>> START Material

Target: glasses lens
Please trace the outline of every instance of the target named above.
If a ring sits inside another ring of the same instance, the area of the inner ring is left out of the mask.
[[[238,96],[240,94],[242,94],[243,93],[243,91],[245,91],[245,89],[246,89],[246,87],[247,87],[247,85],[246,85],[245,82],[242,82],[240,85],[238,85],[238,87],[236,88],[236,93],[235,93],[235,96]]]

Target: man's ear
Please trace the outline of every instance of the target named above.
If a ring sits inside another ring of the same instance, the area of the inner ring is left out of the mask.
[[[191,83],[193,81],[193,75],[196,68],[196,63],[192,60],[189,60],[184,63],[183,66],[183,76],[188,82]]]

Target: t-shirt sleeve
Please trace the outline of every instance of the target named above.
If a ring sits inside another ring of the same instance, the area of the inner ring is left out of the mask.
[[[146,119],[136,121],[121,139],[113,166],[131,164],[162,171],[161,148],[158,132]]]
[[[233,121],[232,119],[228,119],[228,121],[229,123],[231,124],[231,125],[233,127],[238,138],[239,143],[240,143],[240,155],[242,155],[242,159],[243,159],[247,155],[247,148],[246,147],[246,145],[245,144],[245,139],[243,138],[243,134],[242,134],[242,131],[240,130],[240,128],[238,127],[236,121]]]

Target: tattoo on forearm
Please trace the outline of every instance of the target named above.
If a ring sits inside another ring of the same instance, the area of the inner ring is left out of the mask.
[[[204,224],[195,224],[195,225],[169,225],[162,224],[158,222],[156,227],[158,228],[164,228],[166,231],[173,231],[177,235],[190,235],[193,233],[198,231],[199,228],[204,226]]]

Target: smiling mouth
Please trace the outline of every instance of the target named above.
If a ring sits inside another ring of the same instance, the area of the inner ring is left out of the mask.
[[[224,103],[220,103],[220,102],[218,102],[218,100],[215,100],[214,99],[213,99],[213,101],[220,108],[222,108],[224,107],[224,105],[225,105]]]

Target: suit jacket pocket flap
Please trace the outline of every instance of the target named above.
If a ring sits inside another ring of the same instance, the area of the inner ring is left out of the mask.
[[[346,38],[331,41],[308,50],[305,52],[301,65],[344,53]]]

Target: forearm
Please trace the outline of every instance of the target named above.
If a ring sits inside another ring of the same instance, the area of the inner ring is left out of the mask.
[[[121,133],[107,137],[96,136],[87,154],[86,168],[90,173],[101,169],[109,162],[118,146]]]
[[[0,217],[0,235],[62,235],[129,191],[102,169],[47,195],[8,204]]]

>> END Material

» Prompt:
Recast every line of the entries above as a numbered list, dropping the blank lines.

» The output:
1. Target: glasses lens
2. Please trace the outline of every instance of the target named above.
3. If a ring sits inside another ring of the same instance, the area of the inner ring is left out of the mask.
4. [[[238,96],[240,94],[242,94],[243,93],[243,91],[245,91],[245,89],[246,89],[246,87],[247,87],[247,85],[246,85],[245,82],[242,82],[240,85],[238,85],[238,87],[236,88],[236,93],[235,93],[235,96]]]
5. Target: man's ear
6. Please trace the outline of every instance of the target named above.
7. If a ring sits inside another ring of the same instance, the area of the inner ring is left out of the mask.
8. [[[191,83],[193,81],[193,75],[196,68],[196,63],[192,60],[189,60],[184,63],[183,66],[183,76],[188,82]]]
9. Target: t-shirt sleeve
10. Please trace the outline of every instance of the target named above.
11. If a ring sits inside another ring of the same instance, the area of the inner ring is left out of the mask.
12. [[[146,119],[136,121],[121,139],[113,166],[131,164],[162,171],[161,148],[158,132]]]
13. [[[233,121],[232,119],[228,119],[228,121],[229,123],[231,124],[231,125],[233,127],[238,138],[239,143],[240,143],[240,155],[242,155],[242,159],[243,159],[247,155],[247,148],[246,147],[246,145],[245,144],[245,139],[243,138],[243,134],[242,134],[242,131],[240,130],[240,128],[238,127],[236,121]]]
14. Target: tattoo on forearm
15. Please trace the outline of every instance of the target named above.
16. If a ring sits inside another ring of the same instance, the area of the inner ring is left out of the mask.
17. [[[204,224],[195,224],[195,225],[169,225],[162,224],[158,222],[156,227],[158,228],[164,228],[166,231],[173,231],[177,235],[190,235],[193,233],[198,231],[199,228],[204,226]]]
18. Target: smiling mouth
19. Please trace the outline of every instance of the target named above.
20. If a ring sits inside another ring of the same instance, the area of the inner ring is left out of the mask.
21. [[[224,103],[220,103],[220,102],[218,102],[218,100],[215,100],[214,99],[213,99],[213,101],[220,108],[222,108],[224,107],[224,105],[225,105]]]
22. Target: suit jacket pocket flap
23. Please trace the outline of every instance of the target named above.
24. If a ring sits inside another ring of the same instance, the area of the inner ring is left out of the mask.
25. [[[346,38],[331,41],[308,50],[305,52],[301,65],[344,53]]]
26. Target: forearm
27. Please trace the outline of every instance of the target named above.
28. If a ring sits inside another ring of the same instance, the area of the inner ring is left out of the mask.
29. [[[121,133],[107,137],[96,136],[87,154],[86,168],[90,173],[101,169],[109,162],[118,146]]]
30. [[[0,217],[0,235],[62,235],[129,191],[102,169],[47,195],[8,204]]]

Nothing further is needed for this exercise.